# OBJECTIVE
Rewrite the following lines, swapping "Locate" for "Find" everywhere and changing nothing else. Leave the pictures out.

· · · · ·

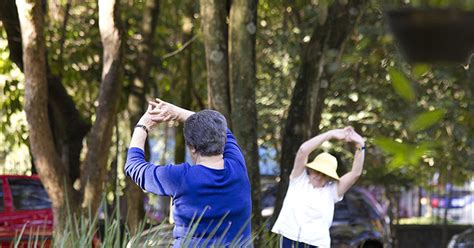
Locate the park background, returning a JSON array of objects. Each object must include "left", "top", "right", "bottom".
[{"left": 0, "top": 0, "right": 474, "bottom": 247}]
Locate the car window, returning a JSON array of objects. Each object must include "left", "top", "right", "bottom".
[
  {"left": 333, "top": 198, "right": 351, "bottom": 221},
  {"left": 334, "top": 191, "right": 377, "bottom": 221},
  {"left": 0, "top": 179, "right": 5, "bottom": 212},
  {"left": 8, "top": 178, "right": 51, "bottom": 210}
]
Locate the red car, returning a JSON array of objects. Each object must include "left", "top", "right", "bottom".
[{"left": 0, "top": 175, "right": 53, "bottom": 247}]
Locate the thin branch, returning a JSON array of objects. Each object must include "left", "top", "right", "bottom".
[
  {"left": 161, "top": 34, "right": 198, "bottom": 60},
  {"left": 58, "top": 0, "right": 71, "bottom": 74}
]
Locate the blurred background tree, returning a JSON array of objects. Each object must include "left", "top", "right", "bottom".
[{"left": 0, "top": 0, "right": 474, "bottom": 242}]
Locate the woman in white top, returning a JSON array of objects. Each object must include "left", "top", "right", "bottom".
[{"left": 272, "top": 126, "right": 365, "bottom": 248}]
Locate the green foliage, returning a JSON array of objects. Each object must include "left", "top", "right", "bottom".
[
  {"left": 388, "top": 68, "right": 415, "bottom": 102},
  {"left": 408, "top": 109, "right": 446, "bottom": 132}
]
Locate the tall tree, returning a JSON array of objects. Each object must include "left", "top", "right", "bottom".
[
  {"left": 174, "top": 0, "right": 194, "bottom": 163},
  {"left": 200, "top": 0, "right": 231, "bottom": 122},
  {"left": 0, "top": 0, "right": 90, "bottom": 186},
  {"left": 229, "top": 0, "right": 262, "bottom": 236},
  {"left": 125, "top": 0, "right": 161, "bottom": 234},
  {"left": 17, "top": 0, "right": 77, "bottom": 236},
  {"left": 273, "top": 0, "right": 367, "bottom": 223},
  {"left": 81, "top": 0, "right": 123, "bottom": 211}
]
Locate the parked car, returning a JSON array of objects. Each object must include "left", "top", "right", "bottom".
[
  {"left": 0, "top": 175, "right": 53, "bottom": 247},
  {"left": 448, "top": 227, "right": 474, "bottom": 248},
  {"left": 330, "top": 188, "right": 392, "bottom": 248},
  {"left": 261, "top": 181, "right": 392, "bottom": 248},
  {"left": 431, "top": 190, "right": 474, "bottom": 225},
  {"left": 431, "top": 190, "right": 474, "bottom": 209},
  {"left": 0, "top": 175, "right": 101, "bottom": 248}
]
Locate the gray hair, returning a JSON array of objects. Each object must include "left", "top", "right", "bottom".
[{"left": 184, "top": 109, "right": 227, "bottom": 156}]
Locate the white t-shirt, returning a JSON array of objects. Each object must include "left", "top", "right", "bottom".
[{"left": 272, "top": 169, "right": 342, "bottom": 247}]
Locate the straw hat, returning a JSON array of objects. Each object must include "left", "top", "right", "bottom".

· · · · ·

# RESULT
Find the park background, returning a JSON array of objects. Each object must include "left", "top", "right", "bottom".
[{"left": 0, "top": 0, "right": 474, "bottom": 247}]
Find the car window, returning a JSON array of objects. Each object must include "left", "top", "right", "bottom".
[
  {"left": 333, "top": 198, "right": 351, "bottom": 221},
  {"left": 334, "top": 191, "right": 377, "bottom": 221},
  {"left": 0, "top": 179, "right": 5, "bottom": 212},
  {"left": 8, "top": 178, "right": 51, "bottom": 210}
]
Find the red car, returning a JSON array of objects. Each object must include "left", "top", "right", "bottom".
[{"left": 0, "top": 175, "right": 53, "bottom": 247}]
Find the thin branch, returning a JSON array of objects. Each object must include "left", "top", "right", "bottom".
[
  {"left": 161, "top": 34, "right": 198, "bottom": 60},
  {"left": 58, "top": 0, "right": 71, "bottom": 74}
]
Find the blurred background tree, returning a JSON array of objects. Each object must include "left", "top", "right", "bottom".
[{"left": 0, "top": 0, "right": 474, "bottom": 242}]
Find the woman in white top, returning a JSON array of objects. Each object must include "left", "top", "right", "bottom".
[{"left": 272, "top": 126, "right": 365, "bottom": 248}]
Find the green foliage, returning a JSON array of objects. Each object must include "left", "top", "right", "bottom".
[
  {"left": 388, "top": 68, "right": 415, "bottom": 102},
  {"left": 408, "top": 109, "right": 446, "bottom": 132}
]
Find the tall tree, returning a JSON array of objects. Each object must include "left", "top", "right", "bottom".
[
  {"left": 174, "top": 0, "right": 194, "bottom": 163},
  {"left": 200, "top": 0, "right": 231, "bottom": 122},
  {"left": 0, "top": 0, "right": 90, "bottom": 186},
  {"left": 229, "top": 0, "right": 262, "bottom": 236},
  {"left": 125, "top": 0, "right": 161, "bottom": 234},
  {"left": 17, "top": 0, "right": 77, "bottom": 236},
  {"left": 273, "top": 0, "right": 367, "bottom": 223},
  {"left": 81, "top": 0, "right": 123, "bottom": 211}
]
Find the parked car, returning a JSON array of objects. Each object must include "left", "top", "right", "bottom".
[
  {"left": 0, "top": 175, "right": 53, "bottom": 247},
  {"left": 448, "top": 227, "right": 474, "bottom": 248},
  {"left": 330, "top": 188, "right": 392, "bottom": 248},
  {"left": 261, "top": 181, "right": 392, "bottom": 248},
  {"left": 431, "top": 190, "right": 474, "bottom": 225},
  {"left": 431, "top": 190, "right": 474, "bottom": 209},
  {"left": 0, "top": 175, "right": 101, "bottom": 248}
]
Find the gray hair, returning a JSON array of objects. Each object must include "left", "top", "right", "bottom".
[{"left": 184, "top": 109, "right": 227, "bottom": 156}]
Find the white t-shirt, returning a JSON array of objects. Each object must include "left", "top", "right", "bottom".
[{"left": 272, "top": 169, "right": 342, "bottom": 247}]
Find the straw hat, returning a JSON array of objects. Each object must include "left", "top", "right", "bottom".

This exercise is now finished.